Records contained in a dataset

= = = = = = =

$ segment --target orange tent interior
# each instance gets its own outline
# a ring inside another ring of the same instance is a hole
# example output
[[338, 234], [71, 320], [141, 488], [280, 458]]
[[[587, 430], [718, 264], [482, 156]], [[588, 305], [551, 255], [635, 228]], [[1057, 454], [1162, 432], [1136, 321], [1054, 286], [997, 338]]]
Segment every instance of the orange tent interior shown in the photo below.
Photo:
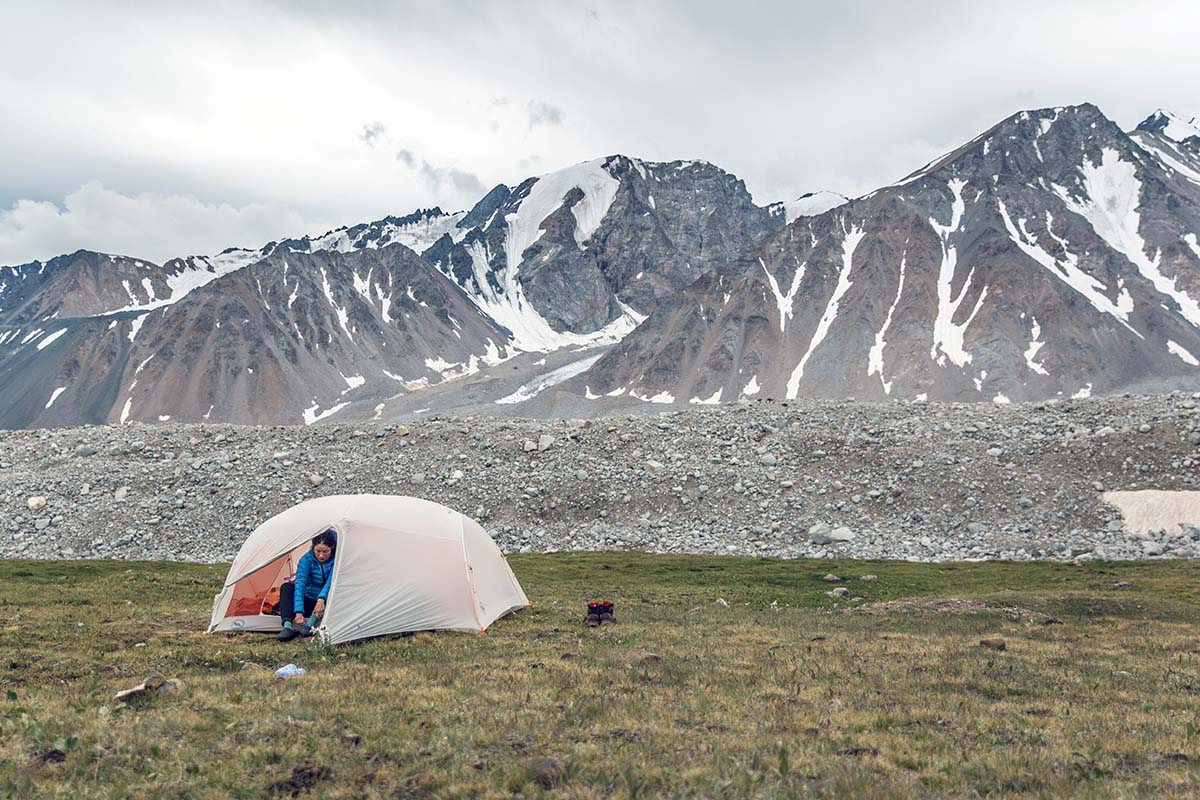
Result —
[[242, 578], [233, 588], [233, 598], [225, 611], [226, 617], [249, 617], [256, 614], [272, 616], [278, 612], [279, 586], [296, 576], [296, 565], [309, 550], [305, 542], [284, 553], [261, 569]]

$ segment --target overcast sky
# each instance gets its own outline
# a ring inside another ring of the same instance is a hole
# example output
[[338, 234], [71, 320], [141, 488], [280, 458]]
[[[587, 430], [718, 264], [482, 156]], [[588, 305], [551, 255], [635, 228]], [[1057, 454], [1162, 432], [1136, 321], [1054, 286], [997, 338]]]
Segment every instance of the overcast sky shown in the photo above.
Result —
[[1197, 31], [1195, 0], [0, 0], [0, 264], [256, 247], [612, 153], [857, 195], [1022, 109], [1200, 113]]

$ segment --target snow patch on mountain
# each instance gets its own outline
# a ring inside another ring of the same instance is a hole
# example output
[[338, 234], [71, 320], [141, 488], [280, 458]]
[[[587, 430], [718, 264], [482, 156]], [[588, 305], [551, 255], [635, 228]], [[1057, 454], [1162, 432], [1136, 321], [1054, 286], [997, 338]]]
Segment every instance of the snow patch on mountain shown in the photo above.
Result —
[[719, 405], [721, 402], [721, 392], [722, 391], [723, 390], [721, 390], [721, 389], [717, 389], [715, 392], [712, 393], [712, 395], [710, 397], [693, 397], [691, 400], [688, 400], [688, 402], [691, 403], [692, 405], [698, 405], [698, 406]]
[[[599, 331], [576, 334], [554, 330], [525, 297], [521, 286], [524, 253], [542, 235], [542, 222], [557, 211], [566, 196], [579, 189], [583, 196], [571, 207], [575, 216], [574, 238], [583, 248], [600, 227], [620, 182], [604, 168], [605, 159], [595, 159], [538, 178], [515, 211], [505, 215], [504, 268], [491, 272], [492, 254], [484, 242], [467, 246], [471, 258], [475, 288], [468, 295], [480, 310], [512, 333], [512, 344], [519, 350], [549, 352], [570, 345], [599, 344], [623, 337], [641, 323], [644, 316], [623, 306], [621, 317]], [[448, 275], [453, 279], [453, 276]], [[494, 283], [499, 286], [493, 285]]]
[[1046, 371], [1046, 368], [1035, 360], [1038, 351], [1046, 343], [1042, 341], [1042, 326], [1038, 325], [1037, 317], [1033, 317], [1032, 319], [1033, 330], [1029, 334], [1029, 347], [1025, 348], [1025, 365], [1038, 375], [1049, 375], [1050, 373]]
[[1183, 116], [1160, 108], [1151, 114], [1150, 119], [1146, 122], [1161, 126], [1159, 133], [1174, 142], [1182, 142], [1192, 136], [1200, 136], [1200, 117]]
[[[933, 346], [929, 348], [929, 357], [937, 361], [940, 366], [944, 366], [946, 359], [949, 358], [955, 366], [960, 368], [971, 363], [971, 354], [964, 349], [963, 339], [967, 327], [975, 319], [975, 315], [979, 313], [979, 309], [983, 305], [984, 298], [987, 297], [987, 287], [985, 286], [979, 293], [979, 299], [975, 301], [975, 307], [971, 309], [966, 321], [961, 324], [954, 322], [959, 306], [962, 305], [971, 289], [971, 279], [975, 276], [975, 268], [972, 267], [958, 291], [958, 297], [953, 296], [954, 273], [958, 267], [958, 250], [950, 244], [950, 237], [962, 223], [963, 212], [966, 210], [962, 190], [966, 185], [966, 181], [958, 179], [954, 179], [948, 184], [954, 195], [950, 210], [950, 224], [942, 225], [932, 217], [929, 219], [930, 226], [942, 241], [942, 263], [938, 269], [937, 283], [938, 309], [937, 317], [933, 322]], [[939, 350], [941, 355], [938, 355]]]
[[575, 215], [575, 241], [583, 247], [592, 238], [621, 185], [604, 169], [604, 161], [602, 158], [585, 161], [538, 178], [517, 210], [505, 216], [506, 272], [511, 272], [514, 280], [525, 251], [542, 235], [542, 222], [558, 210], [572, 189], [583, 192], [583, 197], [571, 207]]
[[1192, 252], [1196, 254], [1196, 258], [1200, 258], [1200, 242], [1196, 241], [1196, 234], [1185, 234], [1183, 241], [1186, 242], [1187, 246], [1190, 247]]
[[[510, 240], [512, 235], [510, 229]], [[467, 246], [467, 254], [471, 257], [471, 270], [477, 287], [474, 291], [467, 290], [468, 297], [485, 316], [509, 330], [512, 334], [512, 346], [518, 350], [548, 353], [571, 345], [616, 342], [645, 319], [644, 315], [622, 304], [622, 315], [598, 331], [556, 331], [526, 299], [525, 290], [517, 281], [517, 267], [509, 262], [509, 266], [498, 275], [500, 287], [497, 289], [488, 277], [490, 257], [484, 243], [471, 242]]]
[[45, 350], [47, 347], [49, 347], [51, 344], [53, 344], [56, 339], [58, 339], [60, 336], [62, 336], [66, 332], [67, 332], [66, 328], [59, 328], [54, 333], [50, 334], [45, 339], [42, 339], [40, 342], [38, 342], [37, 349]]
[[60, 394], [62, 394], [63, 392], [65, 392], [66, 390], [67, 390], [67, 387], [59, 386], [57, 389], [55, 389], [53, 392], [51, 392], [50, 399], [46, 401], [46, 408], [49, 408], [50, 406], [54, 405], [54, 401], [57, 400], [58, 396]]
[[320, 422], [326, 417], [333, 416], [348, 405], [350, 405], [350, 401], [347, 400], [345, 402], [338, 403], [337, 405], [332, 406], [325, 411], [318, 411], [318, 409], [321, 408], [321, 404], [314, 400], [311, 406], [304, 409], [304, 424], [312, 425], [315, 422]]
[[1200, 361], [1198, 361], [1194, 355], [1189, 353], [1183, 345], [1168, 340], [1167, 350], [1169, 350], [1172, 355], [1179, 356], [1179, 359], [1183, 361], [1183, 363], [1191, 364], [1193, 367], [1200, 367]]
[[581, 358], [578, 361], [573, 361], [570, 364], [551, 370], [544, 375], [539, 375], [532, 381], [523, 384], [515, 392], [501, 397], [496, 403], [500, 405], [510, 405], [512, 403], [520, 403], [530, 398], [537, 397], [539, 394], [549, 389], [551, 386], [557, 386], [563, 381], [570, 380], [576, 375], [586, 372], [593, 364], [599, 361], [604, 356], [604, 353], [597, 353], [594, 356]]
[[786, 219], [790, 225], [800, 219], [800, 217], [815, 217], [818, 214], [824, 214], [826, 211], [849, 202], [850, 198], [844, 194], [821, 190], [819, 192], [802, 194], [795, 200], [772, 203], [769, 209], [772, 214], [786, 215]]
[[1054, 186], [1067, 208], [1086, 219], [1096, 235], [1128, 258], [1155, 289], [1175, 301], [1184, 319], [1200, 328], [1200, 303], [1176, 287], [1176, 278], [1169, 278], [1159, 270], [1159, 253], [1153, 259], [1146, 255], [1146, 242], [1138, 231], [1142, 184], [1137, 179], [1136, 166], [1106, 147], [1100, 152], [1099, 164], [1084, 160], [1080, 174], [1083, 197], [1074, 197], [1065, 188]]

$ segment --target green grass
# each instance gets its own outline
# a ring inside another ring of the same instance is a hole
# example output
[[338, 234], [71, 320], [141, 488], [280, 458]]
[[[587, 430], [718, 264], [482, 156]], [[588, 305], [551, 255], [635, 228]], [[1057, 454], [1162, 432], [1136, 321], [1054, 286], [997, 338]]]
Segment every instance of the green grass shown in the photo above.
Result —
[[[1192, 562], [511, 564], [535, 606], [485, 635], [326, 648], [205, 635], [222, 567], [0, 562], [0, 796], [1200, 793]], [[184, 688], [113, 700], [151, 671]]]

= = = = = = =

**PROBLEM REQUIREMENTS:** Search the entries for the string "target" and return each line where it turns up.

**EXPECTED ANSWER:**
$ segment --target orange tent interior
$ segment --target overcast sky
$ segment --target snow patch on mountain
$ segment --target green grass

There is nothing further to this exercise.